## [Job]
Will you give the material below again, every line exactly as it is?

[Items listed in a dataset]
==================================================

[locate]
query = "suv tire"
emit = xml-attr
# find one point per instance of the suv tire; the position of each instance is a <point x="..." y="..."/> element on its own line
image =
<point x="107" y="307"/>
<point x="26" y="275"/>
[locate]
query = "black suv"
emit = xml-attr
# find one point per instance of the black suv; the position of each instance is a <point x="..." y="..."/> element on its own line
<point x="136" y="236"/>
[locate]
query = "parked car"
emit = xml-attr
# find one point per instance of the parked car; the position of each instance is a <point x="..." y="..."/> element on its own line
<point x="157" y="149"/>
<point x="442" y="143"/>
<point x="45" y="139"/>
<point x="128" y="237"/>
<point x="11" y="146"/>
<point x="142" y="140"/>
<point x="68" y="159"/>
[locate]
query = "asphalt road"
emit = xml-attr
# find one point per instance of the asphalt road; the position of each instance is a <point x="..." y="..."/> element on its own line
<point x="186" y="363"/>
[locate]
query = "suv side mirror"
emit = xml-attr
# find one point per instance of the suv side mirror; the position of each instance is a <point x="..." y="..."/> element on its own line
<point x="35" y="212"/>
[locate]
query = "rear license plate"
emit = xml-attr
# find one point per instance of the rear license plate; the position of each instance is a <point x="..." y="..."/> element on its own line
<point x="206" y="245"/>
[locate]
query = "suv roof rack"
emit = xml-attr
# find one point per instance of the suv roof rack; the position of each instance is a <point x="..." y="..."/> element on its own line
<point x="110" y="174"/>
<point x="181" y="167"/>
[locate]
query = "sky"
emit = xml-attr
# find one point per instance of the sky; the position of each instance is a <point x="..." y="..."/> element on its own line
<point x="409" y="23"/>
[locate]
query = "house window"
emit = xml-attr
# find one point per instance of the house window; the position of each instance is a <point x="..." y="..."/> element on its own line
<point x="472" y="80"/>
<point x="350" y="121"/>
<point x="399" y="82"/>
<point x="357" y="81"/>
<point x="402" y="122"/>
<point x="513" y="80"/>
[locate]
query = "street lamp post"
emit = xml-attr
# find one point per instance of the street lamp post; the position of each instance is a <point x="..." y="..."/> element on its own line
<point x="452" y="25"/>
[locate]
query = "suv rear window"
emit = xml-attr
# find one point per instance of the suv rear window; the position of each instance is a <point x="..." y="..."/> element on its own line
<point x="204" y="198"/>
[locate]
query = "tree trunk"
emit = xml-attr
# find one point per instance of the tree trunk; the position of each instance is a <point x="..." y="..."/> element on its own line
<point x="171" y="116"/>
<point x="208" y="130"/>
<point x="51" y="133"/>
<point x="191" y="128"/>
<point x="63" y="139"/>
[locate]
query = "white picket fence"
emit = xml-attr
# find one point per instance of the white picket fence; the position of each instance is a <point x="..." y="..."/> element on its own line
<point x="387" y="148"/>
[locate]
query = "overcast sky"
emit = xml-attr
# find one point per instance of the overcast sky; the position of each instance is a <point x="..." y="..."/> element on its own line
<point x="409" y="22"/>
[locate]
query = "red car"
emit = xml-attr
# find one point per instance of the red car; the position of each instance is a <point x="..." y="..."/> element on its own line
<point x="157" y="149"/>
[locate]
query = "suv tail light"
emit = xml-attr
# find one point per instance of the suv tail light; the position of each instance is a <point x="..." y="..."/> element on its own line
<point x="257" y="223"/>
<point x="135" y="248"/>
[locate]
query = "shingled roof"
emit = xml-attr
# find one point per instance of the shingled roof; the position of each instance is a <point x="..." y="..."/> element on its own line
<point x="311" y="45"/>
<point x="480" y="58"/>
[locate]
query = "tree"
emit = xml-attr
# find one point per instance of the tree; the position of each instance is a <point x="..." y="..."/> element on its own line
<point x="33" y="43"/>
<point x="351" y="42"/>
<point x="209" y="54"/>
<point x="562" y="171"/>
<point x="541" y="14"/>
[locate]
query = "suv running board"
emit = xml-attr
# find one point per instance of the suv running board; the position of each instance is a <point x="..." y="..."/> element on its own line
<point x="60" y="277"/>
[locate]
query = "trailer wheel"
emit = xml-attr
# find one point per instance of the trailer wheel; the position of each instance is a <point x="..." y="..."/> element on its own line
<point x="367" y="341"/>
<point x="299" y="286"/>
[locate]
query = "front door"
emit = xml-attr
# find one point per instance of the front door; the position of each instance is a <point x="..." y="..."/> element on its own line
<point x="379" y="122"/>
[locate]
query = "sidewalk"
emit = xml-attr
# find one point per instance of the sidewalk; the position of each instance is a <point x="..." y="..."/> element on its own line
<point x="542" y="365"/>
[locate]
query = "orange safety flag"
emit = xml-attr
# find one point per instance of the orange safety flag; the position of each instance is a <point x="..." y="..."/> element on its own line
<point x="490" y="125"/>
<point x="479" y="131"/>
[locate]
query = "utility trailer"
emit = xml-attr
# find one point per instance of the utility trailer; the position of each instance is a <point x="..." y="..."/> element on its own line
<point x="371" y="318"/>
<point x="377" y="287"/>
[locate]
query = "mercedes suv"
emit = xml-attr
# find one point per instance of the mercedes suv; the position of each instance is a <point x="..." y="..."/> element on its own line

==================================================

## [Right answer]
[locate]
query = "suv tire"
emit = xml-attr
# find one point per instance of the suv tire; the position of each instance is a <point x="..." y="..."/> element on its own line
image =
<point x="107" y="307"/>
<point x="26" y="275"/>
[locate]
query = "black suv"
emit = xml-attr
# find one point per instance of the black suv; the position of each instance is a <point x="..." y="..."/> element on its own line
<point x="136" y="236"/>
[locate]
query = "parked car"
emit = xml-attr
# find one point per instance of the parked car; the position of each instance is a <point x="..." y="..."/> element on its own line
<point x="157" y="149"/>
<point x="442" y="143"/>
<point x="45" y="139"/>
<point x="128" y="237"/>
<point x="11" y="146"/>
<point x="142" y="140"/>
<point x="68" y="159"/>
[locate]
query = "asphalt road"
emit = xml-attr
# find one point per instance of the asphalt road; the position of each instance is a <point x="..." y="..."/> element on its own line
<point x="186" y="363"/>
[locate]
query = "suv side mirror"
emit = xml-attr
# find one point per instance of the suv side mirror; the position of each instance is a <point x="..." y="..."/> element on its own line
<point x="35" y="212"/>
[locate]
query = "rear license plate"
emit = xml-attr
# find one point per instance of the rear license plate; the position of each instance is a <point x="..." y="..."/> element on its own line
<point x="206" y="245"/>
[locate]
query = "suv roof rack"
emit = xml-attr
# find one point per instance of the suv roof rack; the position of each instance is a <point x="..." y="..."/> element on its own line
<point x="110" y="174"/>
<point x="181" y="167"/>
[locate]
query = "sky"
emit = xml-attr
# find one point per instance of the sky; the position of each instance is a <point x="..." y="..."/> element on its own line
<point x="409" y="23"/>
[locate]
query = "house window"
emit = xml-attr
# find one point per instance of the house window; the position of each instance is a <point x="..." y="..."/> element on its own line
<point x="472" y="80"/>
<point x="350" y="121"/>
<point x="399" y="82"/>
<point x="357" y="81"/>
<point x="402" y="122"/>
<point x="513" y="80"/>
[locate]
query = "street lamp post"
emit = xml-attr
# find one point per instance of the street lamp post; the position of each instance is a <point x="..." y="..."/> element on its own line
<point x="452" y="25"/>
[locate]
query = "suv rear window"
emit = xml-attr
# find one point per instance of the suv rear window; the position of each instance is a <point x="..." y="..."/> element on its own line
<point x="204" y="198"/>
[locate]
query = "tree trunk"
emit = xml-attr
# find one point per instance of the tree trunk; the position of each instance is a <point x="..." y="..."/> element on its own line
<point x="171" y="116"/>
<point x="208" y="130"/>
<point x="51" y="133"/>
<point x="191" y="128"/>
<point x="63" y="139"/>
[locate]
query = "white picket fence"
emit = xml-attr
# find one point per instance of the white picket fence; the position of each instance is a <point x="..." y="..."/> element on its own line
<point x="387" y="148"/>
[locate]
query = "overcast sky"
emit = xml-attr
# find one point per instance of the overcast sky; the position of each instance is a <point x="..." y="..."/> element on its own line
<point x="409" y="22"/>
[locate]
query = "red car"
emit = xml-attr
# find one point per instance of the red car; the position of each instance is a <point x="..." y="..."/> element on its own line
<point x="157" y="149"/>
[locate]
query = "suv tail light"
emit = xml-attr
# find one point per instance of the suv tail light; the position of each instance is a <point x="..." y="..."/> element on its own line
<point x="257" y="223"/>
<point x="135" y="248"/>
[locate]
query = "shingled roof"
emit = xml-attr
# find one point per instance of the shingled roof; the position of each instance is a <point x="..." y="..."/> element on its own line
<point x="311" y="45"/>
<point x="480" y="58"/>
[locate]
query = "tree"
emit = xml-attr
# find one point per instance of the tree; the position of each instance is a <point x="..." y="..."/> element on its own line
<point x="33" y="43"/>
<point x="351" y="42"/>
<point x="209" y="54"/>
<point x="562" y="171"/>
<point x="541" y="14"/>
[locate]
query = "suv running board"
emit = xml-attr
# find one point per instance of the suv running board; the position of each instance is a <point x="..." y="..."/> element on its own line
<point x="60" y="277"/>
[locate]
query = "trailer wheel"
emit = xml-attr
# find one point per instance of the trailer wheel; the position of each instance is a <point x="..." y="..."/> element on its own line
<point x="367" y="341"/>
<point x="299" y="286"/>
[locate]
query = "front door"
emit = xml-attr
# find one point per instance of the front door; the position of each instance is a <point x="..." y="..."/> element on its own line
<point x="379" y="122"/>
[locate]
query = "sidewalk"
emit = xml-attr
# find one point per instance of the sidewalk; the position of each instance is a <point x="..." y="..."/> element on its own line
<point x="542" y="365"/>
[locate]
query = "orange safety flag"
emit = xml-attr
# find one point per instance of the orange safety flag; the position of each instance is a <point x="..." y="..."/> element on its own line
<point x="490" y="125"/>
<point x="479" y="131"/>
[locate]
query = "utility trailer"
emit = xml-attr
# find one point per instance of the utility trailer; the position of each instance is a <point x="..." y="..."/> element on its own line
<point x="371" y="318"/>
<point x="377" y="287"/>
[locate]
query = "mercedes suv"
emit = xml-attr
# find one point per instance of the mercedes suv; the position of each instance is a <point x="..." y="..."/> element on its own line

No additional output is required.